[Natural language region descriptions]
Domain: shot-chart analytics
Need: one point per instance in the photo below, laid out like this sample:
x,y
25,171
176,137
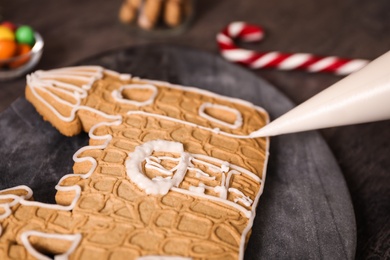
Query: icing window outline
x,y
237,123
74,238
117,94
162,185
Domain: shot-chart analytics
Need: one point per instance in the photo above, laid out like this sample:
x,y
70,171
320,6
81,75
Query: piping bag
x,y
361,97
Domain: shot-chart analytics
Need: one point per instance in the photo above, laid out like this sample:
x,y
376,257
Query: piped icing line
x,y
121,76
158,257
45,79
40,79
255,203
200,91
15,199
117,94
23,200
237,123
190,124
244,211
161,185
75,239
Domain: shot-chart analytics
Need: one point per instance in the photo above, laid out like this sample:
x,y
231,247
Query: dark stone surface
x,y
74,30
305,211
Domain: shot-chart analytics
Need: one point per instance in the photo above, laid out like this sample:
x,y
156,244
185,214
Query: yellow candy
x,y
6,34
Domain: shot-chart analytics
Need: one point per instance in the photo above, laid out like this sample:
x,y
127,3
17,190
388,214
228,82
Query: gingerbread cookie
x,y
170,171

TASK GOAL
Please retype exactly the lines from the line containing "Need: one point per instance in the photo below, laid" through the final line of the records above, inclusive, leaving out any pictures.

OUTPUT OF THE TASK
Need: one point per instance in the photo below, laid out like this sample:
x,y
25,171
176,137
Query: icing window outline
x,y
237,123
74,238
117,94
162,185
Domain: shot-chart analytics
Need: one point per instance in the photo above, laid out like this sample:
x,y
70,171
320,6
81,75
Query: piping bag
x,y
361,97
Domain: shot-chart analytics
Need: one point per instance in the photo above, laid out like this sample:
x,y
376,257
Query: piped icing line
x,y
121,76
158,257
45,79
40,79
255,203
200,91
15,199
117,94
23,200
237,123
190,124
244,211
161,185
75,239
Domain: shot-chart analytics
Need: one point per instance in the photo above, laid out like this sample:
x,y
231,247
Query: dark stone surface
x,y
74,30
305,211
Domain: shot-chart analytics
Need: one point per instance in the photo above, laid out like this sample:
x,y
156,244
185,214
Query: yellow candy
x,y
6,34
Domain: shot-chart analytics
Need: one point per instance in the photo above, laid out like this sample:
x,y
127,3
17,190
388,214
228,82
Query: gingerbread cookie
x,y
170,171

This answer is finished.